#### WHAT YOU SHOULD DO:
Each record that comes next should be output exactly; pictures do not belong in the copy.

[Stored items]

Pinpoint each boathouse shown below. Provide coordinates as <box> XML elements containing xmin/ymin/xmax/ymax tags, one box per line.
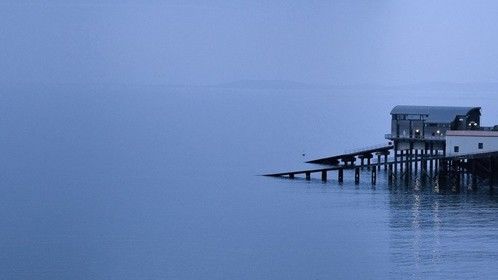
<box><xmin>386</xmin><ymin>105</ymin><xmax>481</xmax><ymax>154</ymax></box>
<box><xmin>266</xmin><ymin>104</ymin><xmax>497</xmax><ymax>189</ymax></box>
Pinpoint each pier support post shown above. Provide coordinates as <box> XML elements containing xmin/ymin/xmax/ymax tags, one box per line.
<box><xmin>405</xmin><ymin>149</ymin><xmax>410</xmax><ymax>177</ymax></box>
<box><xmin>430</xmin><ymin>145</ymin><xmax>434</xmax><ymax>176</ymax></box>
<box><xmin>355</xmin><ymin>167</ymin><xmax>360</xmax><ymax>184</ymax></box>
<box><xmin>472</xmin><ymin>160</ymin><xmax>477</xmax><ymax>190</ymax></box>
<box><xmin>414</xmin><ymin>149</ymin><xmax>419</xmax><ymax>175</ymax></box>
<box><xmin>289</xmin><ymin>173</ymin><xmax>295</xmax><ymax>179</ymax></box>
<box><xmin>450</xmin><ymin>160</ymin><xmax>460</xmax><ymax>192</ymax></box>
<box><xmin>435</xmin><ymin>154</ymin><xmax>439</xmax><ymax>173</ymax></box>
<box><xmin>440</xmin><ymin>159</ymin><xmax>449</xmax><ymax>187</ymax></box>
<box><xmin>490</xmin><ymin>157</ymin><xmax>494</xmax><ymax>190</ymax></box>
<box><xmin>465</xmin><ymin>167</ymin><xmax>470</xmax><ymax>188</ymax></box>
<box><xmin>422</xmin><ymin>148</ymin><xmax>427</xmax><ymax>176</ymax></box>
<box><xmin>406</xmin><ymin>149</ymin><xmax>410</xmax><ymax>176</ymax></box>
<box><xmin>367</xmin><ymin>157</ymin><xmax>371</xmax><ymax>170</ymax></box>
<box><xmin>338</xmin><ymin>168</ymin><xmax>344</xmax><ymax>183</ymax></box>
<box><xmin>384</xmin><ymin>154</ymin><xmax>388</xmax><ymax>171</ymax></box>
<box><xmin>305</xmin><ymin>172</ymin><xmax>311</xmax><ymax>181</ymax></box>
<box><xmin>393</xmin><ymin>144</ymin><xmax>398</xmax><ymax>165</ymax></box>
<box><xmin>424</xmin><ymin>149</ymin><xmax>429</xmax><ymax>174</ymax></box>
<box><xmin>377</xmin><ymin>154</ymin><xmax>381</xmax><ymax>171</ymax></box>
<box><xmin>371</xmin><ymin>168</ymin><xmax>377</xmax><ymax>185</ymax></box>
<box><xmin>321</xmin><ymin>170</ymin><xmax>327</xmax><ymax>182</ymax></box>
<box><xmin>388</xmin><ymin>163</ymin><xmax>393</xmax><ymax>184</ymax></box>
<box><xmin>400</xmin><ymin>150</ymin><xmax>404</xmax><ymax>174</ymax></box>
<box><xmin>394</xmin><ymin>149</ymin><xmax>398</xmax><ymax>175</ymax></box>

#### PROBLEM SOLUTION:
Pinpoint each boathouse shown below. Provide coordinates as <box> XML elements containing xmin/ymin/xmax/ymax tags, one box per line.
<box><xmin>386</xmin><ymin>105</ymin><xmax>481</xmax><ymax>154</ymax></box>
<box><xmin>266</xmin><ymin>104</ymin><xmax>497</xmax><ymax>189</ymax></box>
Pinpoint each pier support post shown above. Provide coordinates as <box> XML elements containing xmin/ymin/xmax/ymax tags, one box per line.
<box><xmin>405</xmin><ymin>149</ymin><xmax>410</xmax><ymax>177</ymax></box>
<box><xmin>430</xmin><ymin>145</ymin><xmax>434</xmax><ymax>176</ymax></box>
<box><xmin>355</xmin><ymin>167</ymin><xmax>360</xmax><ymax>184</ymax></box>
<box><xmin>472</xmin><ymin>160</ymin><xmax>477</xmax><ymax>190</ymax></box>
<box><xmin>414</xmin><ymin>149</ymin><xmax>419</xmax><ymax>175</ymax></box>
<box><xmin>289</xmin><ymin>173</ymin><xmax>295</xmax><ymax>179</ymax></box>
<box><xmin>450</xmin><ymin>160</ymin><xmax>460</xmax><ymax>192</ymax></box>
<box><xmin>435</xmin><ymin>154</ymin><xmax>439</xmax><ymax>173</ymax></box>
<box><xmin>440</xmin><ymin>159</ymin><xmax>449</xmax><ymax>187</ymax></box>
<box><xmin>490</xmin><ymin>157</ymin><xmax>494</xmax><ymax>190</ymax></box>
<box><xmin>465</xmin><ymin>167</ymin><xmax>470</xmax><ymax>188</ymax></box>
<box><xmin>422</xmin><ymin>148</ymin><xmax>427</xmax><ymax>176</ymax></box>
<box><xmin>406</xmin><ymin>149</ymin><xmax>410</xmax><ymax>176</ymax></box>
<box><xmin>367</xmin><ymin>157</ymin><xmax>371</xmax><ymax>170</ymax></box>
<box><xmin>338</xmin><ymin>168</ymin><xmax>344</xmax><ymax>183</ymax></box>
<box><xmin>384</xmin><ymin>154</ymin><xmax>388</xmax><ymax>171</ymax></box>
<box><xmin>305</xmin><ymin>172</ymin><xmax>311</xmax><ymax>181</ymax></box>
<box><xmin>393</xmin><ymin>144</ymin><xmax>398</xmax><ymax>165</ymax></box>
<box><xmin>424</xmin><ymin>149</ymin><xmax>429</xmax><ymax>174</ymax></box>
<box><xmin>377</xmin><ymin>154</ymin><xmax>381</xmax><ymax>171</ymax></box>
<box><xmin>371</xmin><ymin>168</ymin><xmax>377</xmax><ymax>185</ymax></box>
<box><xmin>321</xmin><ymin>170</ymin><xmax>327</xmax><ymax>182</ymax></box>
<box><xmin>388</xmin><ymin>163</ymin><xmax>393</xmax><ymax>184</ymax></box>
<box><xmin>400</xmin><ymin>150</ymin><xmax>404</xmax><ymax>174</ymax></box>
<box><xmin>394</xmin><ymin>149</ymin><xmax>398</xmax><ymax>175</ymax></box>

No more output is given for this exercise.